── EXCERPTED PASSAGE ──

Closed lzhengchun closed 5 years ago
Hi lzhengchun,
If possible, could you please provide the header "tomogan.hpp" file, which is included in your code. In particular, I'm having trouble with "DNNL_ARG_WEIGHTS_CUS" variable while compiling your test file on my system.
Thanks, Alok
@alokbakshi Thanks for addressing my issue.
Sorry for the missing, I just added the heater.
Thanks
Hi lzhengchun, no worries! :-) The program compiles fine now and below is the output I got
8388608 bytes of input data have been successfully read !!!!! src mem needs reorder for deconv !!!!! weight mem needs reorder for deconv Input: 1 x 128 x 128 x 128 => Output: 1 x 128 x 128 x 128 Input: 1 x 128 x 128 x 128 => Output: 1 x 128 x 128 x 128 Input: 128 x 128 x 2 x 2 => Output: 128 x 128 x 2 x 2 Input: 1 x 128 x 128 x 128 => Output: 1 x 128 x 256 x 256 Input: 1 x 128 x 256 x 256 => Output: 1 x 128 x 256 x 256 load Weights: 128 x 128 x 2 x 2 65664 weights loaded! results checksum: 71149860.499734
(Please let me know if I've wrongly stated the issue) So the tensor-flow provides results checksum value as 62098350.0, which is different from the output above.
@alokbakshi I got the same as you got. you understood correctly
checksum is a quick way to check but not sufficient (in case of wrong output layout). I also tried to load the results to compare wit tensorflow output
np.fromfile("output_img.bin", dtype=np.float32, count=-1, sep='').reshape((128, 128, 128))
it seems that my code gives quite difficult results as Tensorflow. I also verified weights that were loaded into DNNL, it seems correct as well.
BTW, my model was trained using Tensorflow
[Update] Hi lzhengchun, thanks for the detailed info!
I made couple of (hopefully) innocent changes in your code, namely:
deconv_src_md, deconv_weights_md, deconv_dst_md
with the memory_tages nchw, oihw, and nchw
respectively (rather than any
as in the original code) .deconv_node_idx = 1 rather than 3
(because there won't be any src/wei/dst reorder now as reference deconvolution primitive will get executed)%ld
<--- %d
)But I still get the same outcome, namely 71149860.504502. So the jit_avx2 implementation (along with the src/wei/dst reorders) and reference implementation (which works with plain layout with no reorders) do agree on the checksum value.

───

#### TO-DO LIST
1. Answer these questions from the deconvolution thread, one line each, marked (a), (b), (c) like the questions:
(a) Which header file did Alok ask lzhengchun to provide?
(b) What checksum value does TensorFlow give?
(c) Which memory tags were set for deconv_src_md, deconv_weights_md, and deconv_dst_md?
2. List every checksum value reported in the deconvolution thread.
3. Carry on writing the deconvolution thread from its last line.

── MATERIAL SUPPLIED ──

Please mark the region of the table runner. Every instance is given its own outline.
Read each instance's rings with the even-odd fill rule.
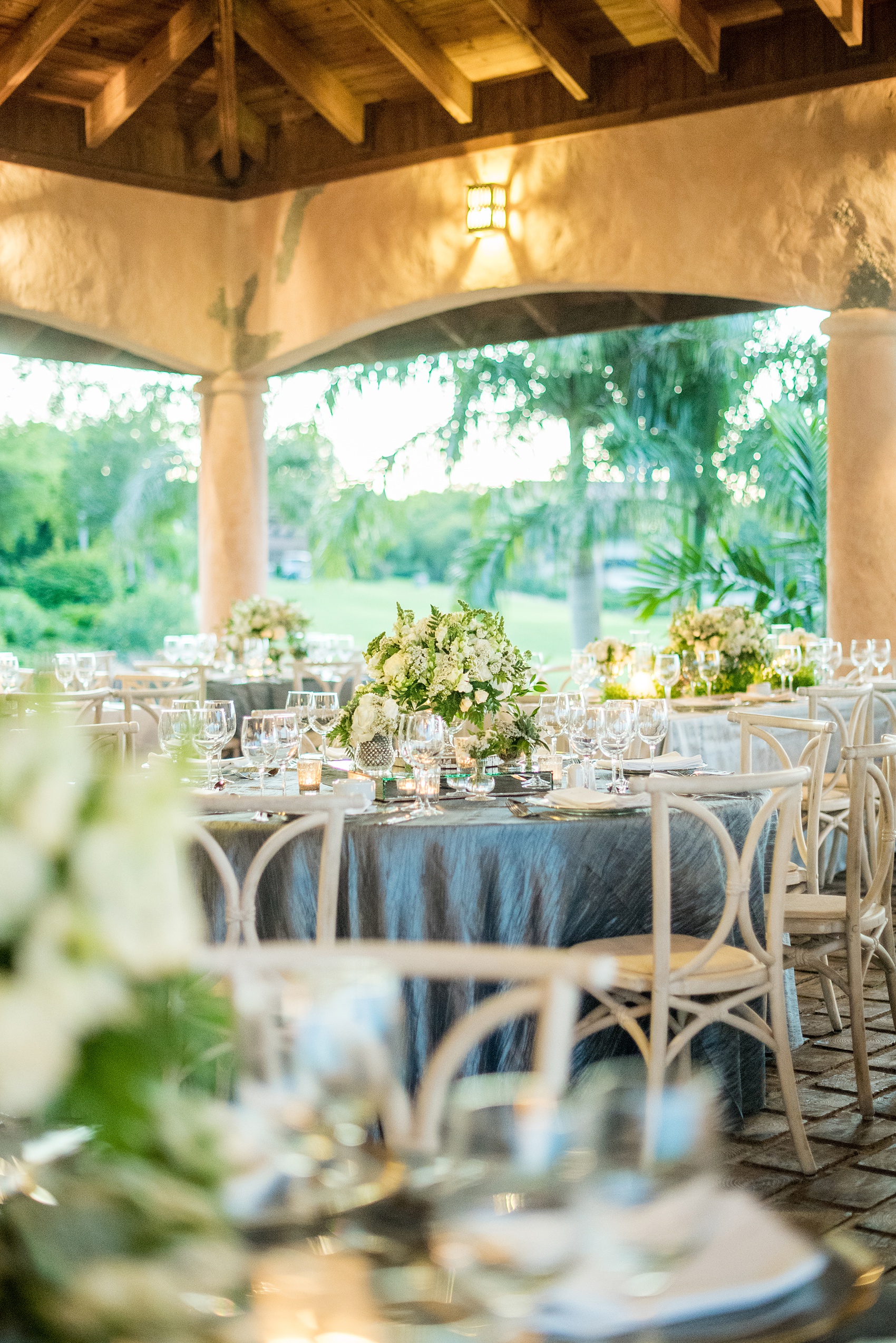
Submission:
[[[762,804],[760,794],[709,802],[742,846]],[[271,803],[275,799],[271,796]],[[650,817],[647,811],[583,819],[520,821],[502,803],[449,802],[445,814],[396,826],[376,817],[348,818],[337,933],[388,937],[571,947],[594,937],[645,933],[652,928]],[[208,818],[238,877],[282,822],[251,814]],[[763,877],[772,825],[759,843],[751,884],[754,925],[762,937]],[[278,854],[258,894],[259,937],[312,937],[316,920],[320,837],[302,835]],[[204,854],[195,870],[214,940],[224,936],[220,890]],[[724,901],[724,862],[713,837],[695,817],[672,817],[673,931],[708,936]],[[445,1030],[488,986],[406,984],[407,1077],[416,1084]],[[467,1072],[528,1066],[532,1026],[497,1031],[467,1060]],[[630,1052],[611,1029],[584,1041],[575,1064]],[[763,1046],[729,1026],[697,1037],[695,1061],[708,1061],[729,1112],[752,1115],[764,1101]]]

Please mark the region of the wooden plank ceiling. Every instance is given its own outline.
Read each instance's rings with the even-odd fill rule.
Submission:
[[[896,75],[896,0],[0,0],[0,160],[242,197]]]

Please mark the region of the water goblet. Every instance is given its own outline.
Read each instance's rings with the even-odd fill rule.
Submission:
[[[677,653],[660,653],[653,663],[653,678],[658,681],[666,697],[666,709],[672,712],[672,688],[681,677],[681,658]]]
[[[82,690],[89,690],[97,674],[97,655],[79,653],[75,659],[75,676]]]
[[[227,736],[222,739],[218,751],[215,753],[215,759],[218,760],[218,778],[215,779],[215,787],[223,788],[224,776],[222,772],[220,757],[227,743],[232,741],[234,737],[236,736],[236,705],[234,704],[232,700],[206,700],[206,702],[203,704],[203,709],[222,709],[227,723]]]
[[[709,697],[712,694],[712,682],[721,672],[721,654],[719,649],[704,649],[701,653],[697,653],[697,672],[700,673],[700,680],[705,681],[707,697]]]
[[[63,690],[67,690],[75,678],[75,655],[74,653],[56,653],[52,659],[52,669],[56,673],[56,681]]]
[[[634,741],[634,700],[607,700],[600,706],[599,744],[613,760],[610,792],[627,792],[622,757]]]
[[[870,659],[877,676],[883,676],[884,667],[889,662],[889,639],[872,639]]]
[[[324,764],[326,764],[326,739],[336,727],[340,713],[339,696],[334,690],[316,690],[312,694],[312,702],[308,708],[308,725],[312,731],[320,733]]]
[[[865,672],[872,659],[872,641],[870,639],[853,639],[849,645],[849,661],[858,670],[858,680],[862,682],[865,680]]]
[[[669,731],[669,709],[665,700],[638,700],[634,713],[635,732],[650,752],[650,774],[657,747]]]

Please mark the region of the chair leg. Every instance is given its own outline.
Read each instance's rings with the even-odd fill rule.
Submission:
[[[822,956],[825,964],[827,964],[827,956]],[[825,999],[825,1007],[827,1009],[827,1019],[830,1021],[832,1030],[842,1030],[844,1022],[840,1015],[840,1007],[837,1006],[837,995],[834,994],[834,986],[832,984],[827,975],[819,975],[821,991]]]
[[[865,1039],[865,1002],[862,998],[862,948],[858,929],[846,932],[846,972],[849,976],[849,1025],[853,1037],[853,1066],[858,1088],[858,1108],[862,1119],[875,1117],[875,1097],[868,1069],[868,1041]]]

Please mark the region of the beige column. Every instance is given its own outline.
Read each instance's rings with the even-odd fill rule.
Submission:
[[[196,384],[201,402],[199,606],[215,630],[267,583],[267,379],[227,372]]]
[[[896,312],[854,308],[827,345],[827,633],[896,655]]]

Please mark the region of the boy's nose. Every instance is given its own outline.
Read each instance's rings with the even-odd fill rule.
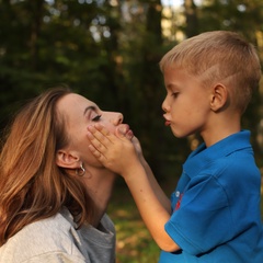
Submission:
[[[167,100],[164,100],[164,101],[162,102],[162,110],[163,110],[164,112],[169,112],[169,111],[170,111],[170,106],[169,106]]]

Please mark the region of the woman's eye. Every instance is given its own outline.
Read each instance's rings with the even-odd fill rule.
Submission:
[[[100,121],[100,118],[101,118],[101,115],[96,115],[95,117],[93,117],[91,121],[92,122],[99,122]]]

───
── MATERIAL SUPPLIED ──

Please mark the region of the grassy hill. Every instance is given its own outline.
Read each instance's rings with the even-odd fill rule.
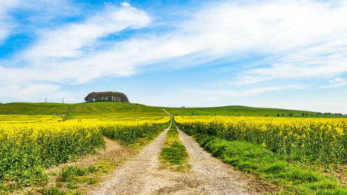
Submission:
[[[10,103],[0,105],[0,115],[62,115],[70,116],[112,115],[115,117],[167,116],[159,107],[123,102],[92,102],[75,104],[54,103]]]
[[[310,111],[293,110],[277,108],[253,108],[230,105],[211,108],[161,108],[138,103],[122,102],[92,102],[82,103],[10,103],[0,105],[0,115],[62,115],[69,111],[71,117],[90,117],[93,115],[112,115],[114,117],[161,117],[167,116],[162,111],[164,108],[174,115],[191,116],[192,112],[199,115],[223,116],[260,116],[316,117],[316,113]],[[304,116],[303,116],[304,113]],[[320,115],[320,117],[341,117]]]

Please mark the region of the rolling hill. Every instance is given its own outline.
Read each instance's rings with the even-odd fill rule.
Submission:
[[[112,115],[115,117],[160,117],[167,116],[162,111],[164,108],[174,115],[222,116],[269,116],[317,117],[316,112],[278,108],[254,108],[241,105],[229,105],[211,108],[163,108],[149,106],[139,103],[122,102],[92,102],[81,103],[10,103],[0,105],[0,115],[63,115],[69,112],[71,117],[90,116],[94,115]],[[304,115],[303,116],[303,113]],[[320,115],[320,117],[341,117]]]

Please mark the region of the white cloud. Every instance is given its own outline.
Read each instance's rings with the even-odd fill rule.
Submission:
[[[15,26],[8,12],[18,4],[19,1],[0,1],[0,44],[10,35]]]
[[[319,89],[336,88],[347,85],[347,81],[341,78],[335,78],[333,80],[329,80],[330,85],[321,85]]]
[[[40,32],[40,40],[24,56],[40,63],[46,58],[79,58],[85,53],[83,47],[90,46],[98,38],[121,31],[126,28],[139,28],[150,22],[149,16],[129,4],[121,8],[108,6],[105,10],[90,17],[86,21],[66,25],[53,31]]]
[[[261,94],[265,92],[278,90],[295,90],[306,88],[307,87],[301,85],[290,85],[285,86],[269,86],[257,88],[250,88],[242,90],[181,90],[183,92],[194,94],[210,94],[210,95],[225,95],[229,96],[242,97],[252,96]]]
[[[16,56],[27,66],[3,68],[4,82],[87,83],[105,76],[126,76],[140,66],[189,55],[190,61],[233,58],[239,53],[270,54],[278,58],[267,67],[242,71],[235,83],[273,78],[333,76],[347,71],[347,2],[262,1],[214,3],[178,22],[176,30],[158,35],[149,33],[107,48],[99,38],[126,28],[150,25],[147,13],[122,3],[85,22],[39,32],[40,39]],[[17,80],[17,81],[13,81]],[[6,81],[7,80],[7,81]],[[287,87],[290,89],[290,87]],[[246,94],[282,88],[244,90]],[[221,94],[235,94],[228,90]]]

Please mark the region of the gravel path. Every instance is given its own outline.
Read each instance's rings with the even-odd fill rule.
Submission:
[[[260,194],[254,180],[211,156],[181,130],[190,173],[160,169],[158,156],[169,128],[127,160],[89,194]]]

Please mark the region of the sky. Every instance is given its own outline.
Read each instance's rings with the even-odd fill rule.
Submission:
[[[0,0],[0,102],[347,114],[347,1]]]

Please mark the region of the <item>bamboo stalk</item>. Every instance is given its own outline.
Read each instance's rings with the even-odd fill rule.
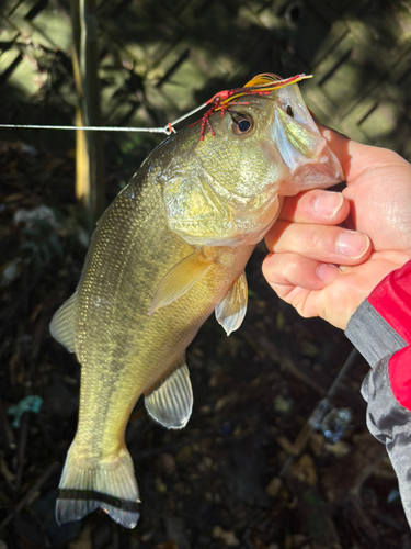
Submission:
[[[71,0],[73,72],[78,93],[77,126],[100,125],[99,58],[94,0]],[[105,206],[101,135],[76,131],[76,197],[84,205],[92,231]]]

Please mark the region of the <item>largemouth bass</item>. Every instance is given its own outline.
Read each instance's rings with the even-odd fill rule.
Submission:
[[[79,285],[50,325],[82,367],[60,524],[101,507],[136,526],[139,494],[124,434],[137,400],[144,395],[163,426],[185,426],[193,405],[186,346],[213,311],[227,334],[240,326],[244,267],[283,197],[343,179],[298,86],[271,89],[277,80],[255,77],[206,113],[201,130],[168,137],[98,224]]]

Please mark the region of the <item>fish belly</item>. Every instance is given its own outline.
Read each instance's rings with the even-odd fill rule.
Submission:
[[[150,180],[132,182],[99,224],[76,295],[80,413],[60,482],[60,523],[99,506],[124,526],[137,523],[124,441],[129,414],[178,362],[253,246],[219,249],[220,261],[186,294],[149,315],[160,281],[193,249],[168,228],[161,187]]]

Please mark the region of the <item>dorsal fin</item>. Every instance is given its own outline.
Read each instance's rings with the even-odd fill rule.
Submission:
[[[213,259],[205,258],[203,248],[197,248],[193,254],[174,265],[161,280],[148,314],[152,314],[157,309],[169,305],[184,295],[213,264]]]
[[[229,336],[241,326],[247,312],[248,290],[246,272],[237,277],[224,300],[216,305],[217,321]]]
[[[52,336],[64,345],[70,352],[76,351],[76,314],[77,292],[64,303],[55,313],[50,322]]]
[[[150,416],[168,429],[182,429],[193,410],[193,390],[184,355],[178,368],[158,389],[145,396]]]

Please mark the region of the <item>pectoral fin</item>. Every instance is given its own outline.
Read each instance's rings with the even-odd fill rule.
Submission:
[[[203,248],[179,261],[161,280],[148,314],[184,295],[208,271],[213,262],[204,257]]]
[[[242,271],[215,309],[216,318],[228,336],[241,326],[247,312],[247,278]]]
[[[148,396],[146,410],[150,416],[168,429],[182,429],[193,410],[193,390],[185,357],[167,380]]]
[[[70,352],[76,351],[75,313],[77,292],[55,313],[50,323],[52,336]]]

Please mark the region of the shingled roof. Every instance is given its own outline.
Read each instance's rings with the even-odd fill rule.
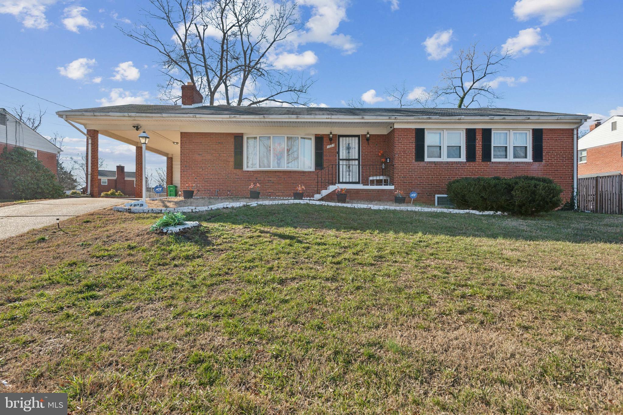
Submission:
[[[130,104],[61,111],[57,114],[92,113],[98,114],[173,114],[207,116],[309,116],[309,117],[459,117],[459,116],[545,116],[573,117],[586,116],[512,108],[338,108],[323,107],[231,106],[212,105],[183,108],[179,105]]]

───

#### RESULTS FOR THE EXERCISE
1.
(a) tomogan.hpp
(b) 62098350.0
(c) nchw, oihw, and nchw, respectively

2.
71149860.499734
62098350.0
71149860.504502

3.
I guess, we need to dig more to unearth the issue.
In the meantime, if possible could you please provide the tensorflow output file (for out_buffer
variable) as well because then I can directly compare the respective out_buffer
array values and also see when and where they differ from each other.
PS: For reference, modified test file is attached. The modified cpp file is attached with log extension as the forum is not allowing me to attach otherwise cpu_cnn_deconv_test.log
@alokbakshi Thanks very much! yes if you explicitly set tag (instead of using any), reorder is not needed and the deconv_node_idx needs to be 1 rather than 3. it may lose some performance but I guess it is fine for now to debug
I uploaded the python script for Tensorflow computing
@lzhengchun Yes, I was just trying to see if there was any issue with the reorders. Apparently it is not :-( so probably we need to dig more!!
Thanks a lot for providing the python script. Will run it and (hopefully) get to the bottom of issue
Thanks very much for your help! @alokbakshi FYI, the code I gave to, has relu disabled (line 132), when I calculate checksum (line 198)I ignored all neg values to mimc relu (I used that the see if my relu has issue)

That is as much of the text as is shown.